→ **Exercise details**: Convert the stretch of lines from the one containing "the white garage" through the final line into a numbered list, omitting any blank lines.

→ **Dataset records**:
=-=-=-=-=

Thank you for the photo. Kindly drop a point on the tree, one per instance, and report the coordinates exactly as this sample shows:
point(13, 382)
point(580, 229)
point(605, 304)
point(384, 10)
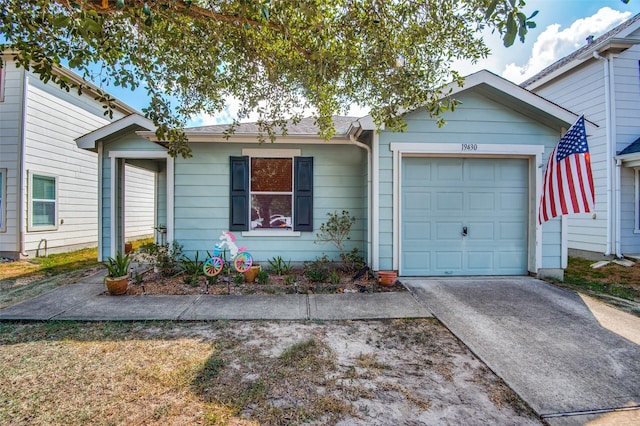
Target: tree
point(278, 57)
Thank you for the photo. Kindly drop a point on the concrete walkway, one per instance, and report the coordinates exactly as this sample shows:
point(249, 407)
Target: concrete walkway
point(545, 343)
point(83, 301)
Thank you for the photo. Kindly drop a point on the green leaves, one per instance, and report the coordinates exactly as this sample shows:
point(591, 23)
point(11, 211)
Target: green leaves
point(278, 60)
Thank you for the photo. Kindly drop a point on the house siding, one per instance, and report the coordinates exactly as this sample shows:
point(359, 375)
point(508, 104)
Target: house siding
point(202, 201)
point(54, 119)
point(627, 115)
point(478, 120)
point(583, 91)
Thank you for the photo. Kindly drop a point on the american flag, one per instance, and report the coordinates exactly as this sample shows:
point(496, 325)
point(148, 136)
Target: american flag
point(568, 184)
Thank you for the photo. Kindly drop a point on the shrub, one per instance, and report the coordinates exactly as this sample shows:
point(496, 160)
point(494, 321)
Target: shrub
point(336, 229)
point(279, 266)
point(262, 277)
point(353, 260)
point(162, 256)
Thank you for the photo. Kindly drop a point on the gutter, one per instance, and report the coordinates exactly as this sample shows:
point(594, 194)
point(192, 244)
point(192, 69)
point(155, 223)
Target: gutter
point(22, 208)
point(609, 148)
point(356, 128)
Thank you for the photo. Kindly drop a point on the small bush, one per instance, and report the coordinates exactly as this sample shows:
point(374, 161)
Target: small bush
point(262, 277)
point(318, 270)
point(353, 260)
point(279, 266)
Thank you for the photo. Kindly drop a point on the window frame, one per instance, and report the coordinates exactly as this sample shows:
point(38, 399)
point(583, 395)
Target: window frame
point(3, 200)
point(273, 153)
point(31, 226)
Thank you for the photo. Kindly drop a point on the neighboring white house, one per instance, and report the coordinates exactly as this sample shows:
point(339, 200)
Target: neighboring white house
point(48, 186)
point(602, 80)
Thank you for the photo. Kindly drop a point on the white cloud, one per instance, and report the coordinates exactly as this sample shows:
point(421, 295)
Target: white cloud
point(554, 43)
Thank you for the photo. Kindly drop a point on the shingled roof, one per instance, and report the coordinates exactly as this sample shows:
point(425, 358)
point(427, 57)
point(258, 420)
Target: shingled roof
point(306, 127)
point(584, 51)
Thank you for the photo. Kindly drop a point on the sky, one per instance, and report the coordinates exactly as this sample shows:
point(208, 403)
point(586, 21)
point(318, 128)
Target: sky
point(562, 26)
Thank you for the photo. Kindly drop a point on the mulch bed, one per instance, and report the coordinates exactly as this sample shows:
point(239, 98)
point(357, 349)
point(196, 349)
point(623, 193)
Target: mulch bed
point(158, 284)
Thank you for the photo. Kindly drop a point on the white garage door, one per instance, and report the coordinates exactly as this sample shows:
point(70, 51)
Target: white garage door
point(464, 216)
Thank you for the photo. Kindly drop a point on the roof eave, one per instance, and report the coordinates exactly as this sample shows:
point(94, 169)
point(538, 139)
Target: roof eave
point(611, 46)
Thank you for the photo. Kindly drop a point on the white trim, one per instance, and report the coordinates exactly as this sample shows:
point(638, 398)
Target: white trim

=-=-=-=-=

→ **Right answer**:
1. Thank you for the photo. Kindly drop a point on the white garage door, one per instance, and report the coordinates exactly as this sample shows:
2. point(70, 51)
3. Target: white garage door
4. point(464, 216)
5. Thank you for the photo. Kindly drop a point on the roof eave, one per instance, and report the coordinates exactly as this sample shows:
6. point(94, 169)
7. point(538, 139)
8. Target: roof eave
9. point(611, 46)
10. Thank you for the photo. Kindly drop a point on the white trim, one per instance, and report the coordinates exactly as this sample shows:
11. point(638, 398)
12. Target: white trim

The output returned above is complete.